These accommodations will help. More changes are on the way.

In a webinar hosted by NJ Cannabis Insider Tuesday, three of the state’s most well-known cannabis industry leaders discussed how much patients would appreciate a law allowing them to grow their own medicine right about now. The coronavirus pandemic has made it increasingly difficult for medical cannabis patients to buy medicine. If home grow were in place, patients would be less likely to be exposed to COVID-19.

A provision letting patients grow up to six plants was included in the original draft of the medicinal marijuana law in 2009 but it was removed to improve the controversial legislation’s chances of passing. It worked. But for as long as New Jersey has operated a medicinal marijuana program, patients have complained about how difficult it is to afford their medicine.

Attorney Bill Caruso, a founding member of New Jersey United for Marijuana Reform, expressed optimism that support for home cultivation would grow.

“I talk to a lot of folks in the industry. A lot of people think that the industry is fighting this. I have not heard one credible source in the cannabis industry that is opposed,” Caruso said.

Caruso acknowledged the “broad concerns” elected officials have about home cultivation, such as the prospect of rogue growers feeding the black market with an unregulated product.

“But if we’re talking about allowing a patient to grow their own strain or something of that effect, I do think that there is an appetite for that,” Caruso said.

“I don’t see that as an opportunity right now and in the next month. It might be something though we’re talking about this summer, and I do think there’s merit to it,” he added.

Scott Rudder, president of the New Jersey CannaBusiness Association, said he sympathizes with families who fear they might not be able to get the right strain of cannabis to manage their child’s seizures.

“If you have a child with Dravet syndrome and you don’t have access to your medicine, that’s a big freaking deal. And that should make people angry, right? People should not have to worry about where they’re going to get medicines for themselves or for their child,” Rudder said.
--------------------------------
* [What you have to do]: Using the passage on home cannabis cultivation, mark each statement yes if it agrees with the passage and no if it does not, and quote the passage's deciding words for each. (a) A provision allowing patients to grow up to six plants was in the original 2009 draft of the medicinal marijuana law. (b) Caruso expected home cultivation to be allowed within the next month. (c) Scott Rudder is president of New Jersey United for Marijuana Reform.
--------------------------------
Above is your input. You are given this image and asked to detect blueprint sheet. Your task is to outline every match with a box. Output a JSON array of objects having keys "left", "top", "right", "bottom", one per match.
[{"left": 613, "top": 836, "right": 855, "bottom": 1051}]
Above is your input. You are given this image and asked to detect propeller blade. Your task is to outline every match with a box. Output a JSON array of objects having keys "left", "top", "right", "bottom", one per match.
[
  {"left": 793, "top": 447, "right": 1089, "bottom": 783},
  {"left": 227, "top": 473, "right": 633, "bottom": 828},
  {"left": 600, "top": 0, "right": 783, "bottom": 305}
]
--------------------------------
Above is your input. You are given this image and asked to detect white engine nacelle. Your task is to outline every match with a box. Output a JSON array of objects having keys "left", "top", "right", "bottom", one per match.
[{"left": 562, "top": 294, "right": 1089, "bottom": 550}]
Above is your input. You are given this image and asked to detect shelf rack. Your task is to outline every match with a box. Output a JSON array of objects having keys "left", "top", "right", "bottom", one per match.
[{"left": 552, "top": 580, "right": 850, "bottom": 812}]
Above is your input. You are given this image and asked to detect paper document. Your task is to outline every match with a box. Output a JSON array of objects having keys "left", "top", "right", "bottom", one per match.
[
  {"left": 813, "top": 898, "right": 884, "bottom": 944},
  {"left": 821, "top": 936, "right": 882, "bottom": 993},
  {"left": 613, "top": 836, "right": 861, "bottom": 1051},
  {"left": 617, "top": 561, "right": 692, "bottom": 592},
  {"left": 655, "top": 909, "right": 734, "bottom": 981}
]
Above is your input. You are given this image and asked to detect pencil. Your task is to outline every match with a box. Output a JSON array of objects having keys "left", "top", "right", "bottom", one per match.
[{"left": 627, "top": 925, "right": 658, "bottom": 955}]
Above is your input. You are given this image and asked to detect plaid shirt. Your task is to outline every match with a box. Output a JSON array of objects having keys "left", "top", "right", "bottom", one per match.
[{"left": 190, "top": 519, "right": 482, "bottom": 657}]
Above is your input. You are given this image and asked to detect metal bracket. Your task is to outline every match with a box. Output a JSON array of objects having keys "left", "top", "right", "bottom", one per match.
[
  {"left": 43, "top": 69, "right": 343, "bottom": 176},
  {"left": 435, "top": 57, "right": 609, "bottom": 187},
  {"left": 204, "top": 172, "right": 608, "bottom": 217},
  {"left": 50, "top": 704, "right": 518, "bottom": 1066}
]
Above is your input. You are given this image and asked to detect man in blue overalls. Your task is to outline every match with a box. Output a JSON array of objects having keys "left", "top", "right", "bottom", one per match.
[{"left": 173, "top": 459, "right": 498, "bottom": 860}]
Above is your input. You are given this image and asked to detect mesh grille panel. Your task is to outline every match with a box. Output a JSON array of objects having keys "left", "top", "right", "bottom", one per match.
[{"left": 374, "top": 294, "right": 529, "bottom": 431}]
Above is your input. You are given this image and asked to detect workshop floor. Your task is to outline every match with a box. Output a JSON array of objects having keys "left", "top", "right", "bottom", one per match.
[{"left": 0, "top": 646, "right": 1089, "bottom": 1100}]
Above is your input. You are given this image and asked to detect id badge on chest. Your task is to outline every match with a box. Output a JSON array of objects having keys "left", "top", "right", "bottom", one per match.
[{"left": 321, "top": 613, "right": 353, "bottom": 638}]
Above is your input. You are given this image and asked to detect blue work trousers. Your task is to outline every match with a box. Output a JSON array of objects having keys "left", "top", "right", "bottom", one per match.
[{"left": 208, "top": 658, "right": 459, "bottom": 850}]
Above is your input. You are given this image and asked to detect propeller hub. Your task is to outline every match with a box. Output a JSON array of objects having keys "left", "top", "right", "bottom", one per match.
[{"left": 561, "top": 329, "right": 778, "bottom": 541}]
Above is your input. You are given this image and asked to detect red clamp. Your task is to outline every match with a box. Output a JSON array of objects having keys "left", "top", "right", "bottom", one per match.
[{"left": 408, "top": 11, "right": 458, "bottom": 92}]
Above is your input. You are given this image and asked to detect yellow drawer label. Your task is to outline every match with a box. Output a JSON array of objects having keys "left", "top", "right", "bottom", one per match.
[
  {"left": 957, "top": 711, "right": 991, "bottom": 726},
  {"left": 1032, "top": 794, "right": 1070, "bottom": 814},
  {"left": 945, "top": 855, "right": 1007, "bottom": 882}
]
--------------------------------
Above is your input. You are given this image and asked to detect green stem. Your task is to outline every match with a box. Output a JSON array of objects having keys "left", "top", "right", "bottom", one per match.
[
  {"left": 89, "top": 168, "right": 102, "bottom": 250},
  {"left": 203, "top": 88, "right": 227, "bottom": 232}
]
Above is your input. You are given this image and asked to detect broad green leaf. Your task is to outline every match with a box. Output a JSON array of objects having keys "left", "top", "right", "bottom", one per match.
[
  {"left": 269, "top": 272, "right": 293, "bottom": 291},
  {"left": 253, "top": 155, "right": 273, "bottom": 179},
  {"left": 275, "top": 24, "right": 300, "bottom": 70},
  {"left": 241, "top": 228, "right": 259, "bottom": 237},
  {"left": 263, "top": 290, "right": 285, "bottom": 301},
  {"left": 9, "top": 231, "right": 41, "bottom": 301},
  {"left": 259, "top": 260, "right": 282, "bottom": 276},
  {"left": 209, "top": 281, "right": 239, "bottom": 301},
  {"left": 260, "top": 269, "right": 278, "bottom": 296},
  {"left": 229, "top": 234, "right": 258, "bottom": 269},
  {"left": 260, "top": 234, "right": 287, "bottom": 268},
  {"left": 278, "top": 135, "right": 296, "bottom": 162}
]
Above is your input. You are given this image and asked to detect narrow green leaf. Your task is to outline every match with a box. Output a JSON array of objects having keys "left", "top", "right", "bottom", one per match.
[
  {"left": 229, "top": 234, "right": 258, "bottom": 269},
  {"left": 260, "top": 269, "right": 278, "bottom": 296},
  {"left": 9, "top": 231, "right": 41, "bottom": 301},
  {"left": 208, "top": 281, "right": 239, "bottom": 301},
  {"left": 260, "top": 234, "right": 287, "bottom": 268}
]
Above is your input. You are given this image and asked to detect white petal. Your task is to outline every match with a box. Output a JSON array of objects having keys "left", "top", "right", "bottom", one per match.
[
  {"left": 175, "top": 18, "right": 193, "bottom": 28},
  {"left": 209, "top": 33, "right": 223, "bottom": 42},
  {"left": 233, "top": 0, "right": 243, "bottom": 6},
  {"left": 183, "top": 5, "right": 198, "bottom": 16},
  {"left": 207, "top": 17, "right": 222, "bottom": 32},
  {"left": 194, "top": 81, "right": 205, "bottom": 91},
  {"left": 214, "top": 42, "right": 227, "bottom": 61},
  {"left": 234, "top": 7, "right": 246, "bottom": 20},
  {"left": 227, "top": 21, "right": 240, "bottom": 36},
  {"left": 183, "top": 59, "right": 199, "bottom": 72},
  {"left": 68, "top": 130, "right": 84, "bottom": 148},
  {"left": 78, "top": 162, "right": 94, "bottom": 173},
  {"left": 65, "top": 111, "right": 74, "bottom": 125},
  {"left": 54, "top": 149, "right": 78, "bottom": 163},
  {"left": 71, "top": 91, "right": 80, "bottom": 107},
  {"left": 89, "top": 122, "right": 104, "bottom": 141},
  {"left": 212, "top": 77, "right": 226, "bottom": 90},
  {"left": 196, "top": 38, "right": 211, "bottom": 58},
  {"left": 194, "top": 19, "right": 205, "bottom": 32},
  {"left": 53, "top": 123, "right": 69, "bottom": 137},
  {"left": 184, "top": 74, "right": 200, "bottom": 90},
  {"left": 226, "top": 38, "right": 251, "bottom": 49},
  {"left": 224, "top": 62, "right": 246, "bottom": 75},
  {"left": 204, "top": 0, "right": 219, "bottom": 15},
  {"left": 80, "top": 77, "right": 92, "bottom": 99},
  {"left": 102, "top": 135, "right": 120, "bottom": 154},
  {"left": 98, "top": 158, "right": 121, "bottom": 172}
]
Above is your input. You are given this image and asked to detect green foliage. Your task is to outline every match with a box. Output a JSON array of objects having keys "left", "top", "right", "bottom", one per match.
--------------------------------
* [Exercise solution]:
(a) Yes: "A provision letting patients grow up to six plants was included in the original draft of the medicinal marijuana law in 2009"
(b) No: "I don’t see that as an opportunity right now and in the next month."
(c) No: "Scott Rudder, president of the New Jersey CannaBusiness Association"